> Brief
In your reply, print every line of the listing exactly and omit all images.
*** Extracted information ***
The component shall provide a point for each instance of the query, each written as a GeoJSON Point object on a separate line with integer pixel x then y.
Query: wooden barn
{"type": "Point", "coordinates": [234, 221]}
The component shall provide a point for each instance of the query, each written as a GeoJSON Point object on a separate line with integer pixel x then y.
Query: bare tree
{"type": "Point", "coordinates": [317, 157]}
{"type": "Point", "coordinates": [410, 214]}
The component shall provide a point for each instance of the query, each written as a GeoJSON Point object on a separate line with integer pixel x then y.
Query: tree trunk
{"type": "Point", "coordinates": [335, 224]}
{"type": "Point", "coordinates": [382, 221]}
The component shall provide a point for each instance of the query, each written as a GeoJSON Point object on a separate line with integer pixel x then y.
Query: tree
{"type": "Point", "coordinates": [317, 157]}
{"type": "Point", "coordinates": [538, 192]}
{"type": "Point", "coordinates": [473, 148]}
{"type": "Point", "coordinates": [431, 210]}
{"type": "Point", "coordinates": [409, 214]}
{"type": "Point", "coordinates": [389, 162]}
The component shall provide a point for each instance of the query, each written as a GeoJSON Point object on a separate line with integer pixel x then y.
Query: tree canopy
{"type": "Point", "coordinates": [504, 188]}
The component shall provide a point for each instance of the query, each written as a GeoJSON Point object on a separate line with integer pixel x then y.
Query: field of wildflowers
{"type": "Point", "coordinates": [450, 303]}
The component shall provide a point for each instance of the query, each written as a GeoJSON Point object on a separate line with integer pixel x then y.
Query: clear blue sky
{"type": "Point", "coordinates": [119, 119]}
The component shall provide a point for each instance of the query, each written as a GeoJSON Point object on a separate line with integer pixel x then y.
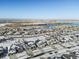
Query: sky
{"type": "Point", "coordinates": [39, 9]}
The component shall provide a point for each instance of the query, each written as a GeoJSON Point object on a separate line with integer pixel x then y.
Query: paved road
{"type": "Point", "coordinates": [13, 56]}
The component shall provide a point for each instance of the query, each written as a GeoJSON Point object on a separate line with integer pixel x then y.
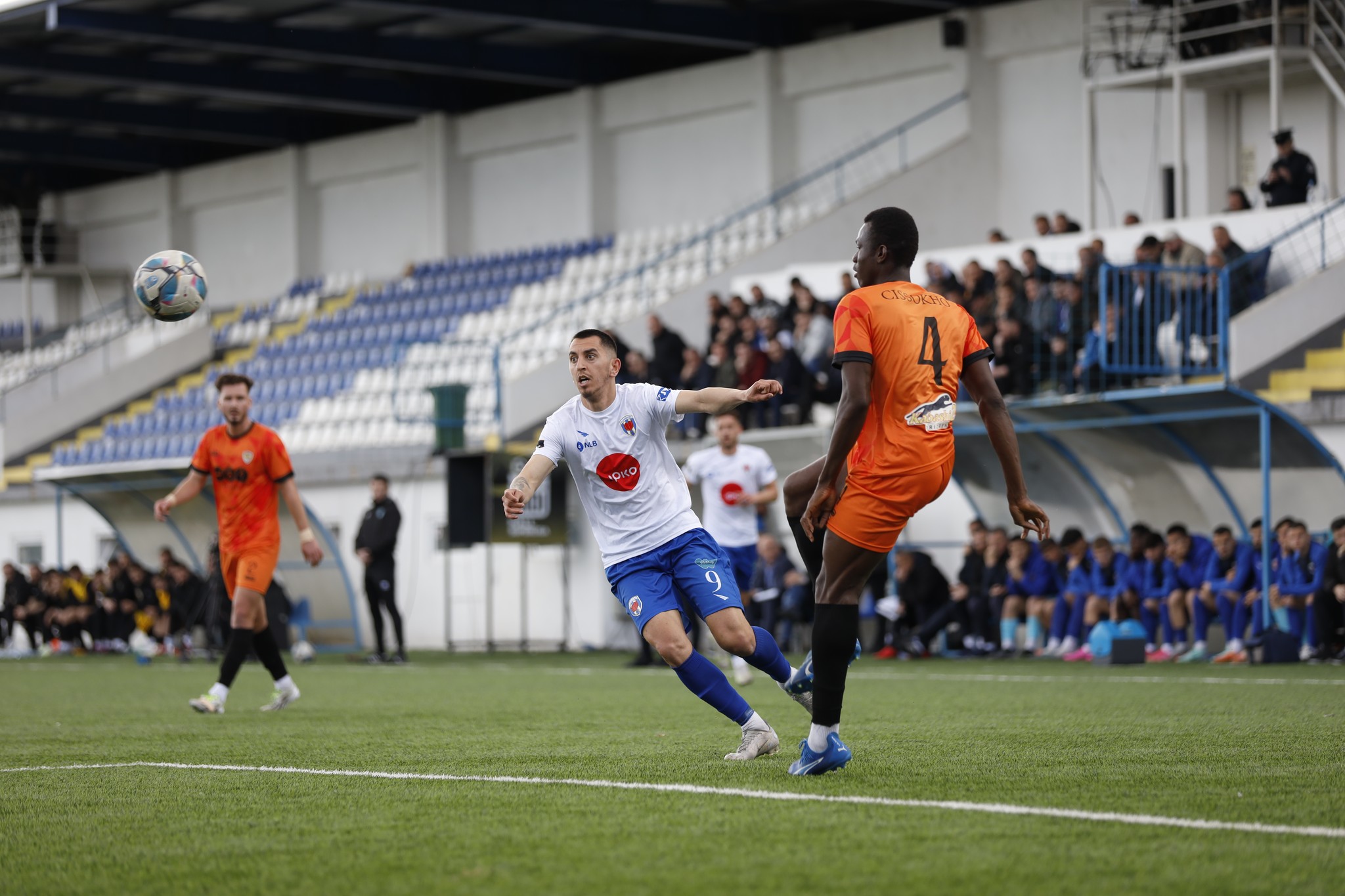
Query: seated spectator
{"type": "Point", "coordinates": [775, 584]}
{"type": "Point", "coordinates": [634, 370]}
{"type": "Point", "coordinates": [813, 340]}
{"type": "Point", "coordinates": [1030, 589]}
{"type": "Point", "coordinates": [1032, 270]}
{"type": "Point", "coordinates": [795, 399]}
{"type": "Point", "coordinates": [1064, 224]}
{"type": "Point", "coordinates": [762, 307]}
{"type": "Point", "coordinates": [1329, 602]}
{"type": "Point", "coordinates": [977, 282]}
{"type": "Point", "coordinates": [939, 278]}
{"type": "Point", "coordinates": [666, 364]}
{"type": "Point", "coordinates": [1238, 199]}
***
> Exercise solution
The component shall provide a point for each instance of the query, each written as a GeoJSON Point object on a separate line with integer pixel x then y.
Query: wooden barn
{"type": "Point", "coordinates": [234, 221]}
The component shall provide a point for each instance of the query, each written as a GeoJSON Point object on a separate line with integer pixel x then y.
Query: bare tree
{"type": "Point", "coordinates": [317, 157]}
{"type": "Point", "coordinates": [410, 214]}
The component shall provide a point for each instance of the query, each written as a GeoJSON Point object on a separate line with integer pixel x then y.
Query: tree trunk
{"type": "Point", "coordinates": [335, 224]}
{"type": "Point", "coordinates": [382, 221]}
The component shall provide a point for each instance of the query, each written as a GeoJSON Point object on a separate line with integer pixel x then y.
Query: tree
{"type": "Point", "coordinates": [317, 157]}
{"type": "Point", "coordinates": [538, 192]}
{"type": "Point", "coordinates": [473, 148]}
{"type": "Point", "coordinates": [431, 210]}
{"type": "Point", "coordinates": [409, 214]}
{"type": "Point", "coordinates": [389, 162]}
The component shall provide a point for each instance of the query, each written as a GeoJSON Point object on a separate line with integer pixel x then y.
Query: tree canopy
{"type": "Point", "coordinates": [504, 188]}
The component shall provide a point for each instance of the query, each written as a GeoJSON Point object on a separate line with integer pixel x then y.
Query: field of wildflowers
{"type": "Point", "coordinates": [450, 303]}
The component shall provide a point for each instance of the query, each written as a GeoJSON Point object on a separate line with integer pixel x then y.
Query: clear blue sky
{"type": "Point", "coordinates": [119, 119]}
The component shall provide a point for each instance of the query, each written as a GeoJSON Point object on a separate line with integer pixel x then y.
Query: sky
{"type": "Point", "coordinates": [39, 9]}
The component shall provide a point for each instance of the query, each written as a GeoJSON Point object on a separate line with integer pixel x then y.
Query: paved road
{"type": "Point", "coordinates": [13, 56]}
The component shall provide a point for each instance of the query, each written as a GeoJSON Point object on a separate line with integer pixel x then y.
Query: seated spectator
{"type": "Point", "coordinates": [775, 584]}
{"type": "Point", "coordinates": [634, 370]}
{"type": "Point", "coordinates": [813, 340]}
{"type": "Point", "coordinates": [1030, 589]}
{"type": "Point", "coordinates": [1032, 270]}
{"type": "Point", "coordinates": [795, 399]}
{"type": "Point", "coordinates": [1064, 224]}
{"type": "Point", "coordinates": [762, 307]}
{"type": "Point", "coordinates": [1329, 602]}
{"type": "Point", "coordinates": [977, 282]}
{"type": "Point", "coordinates": [939, 278]}
{"type": "Point", "coordinates": [666, 364]}
{"type": "Point", "coordinates": [1238, 199]}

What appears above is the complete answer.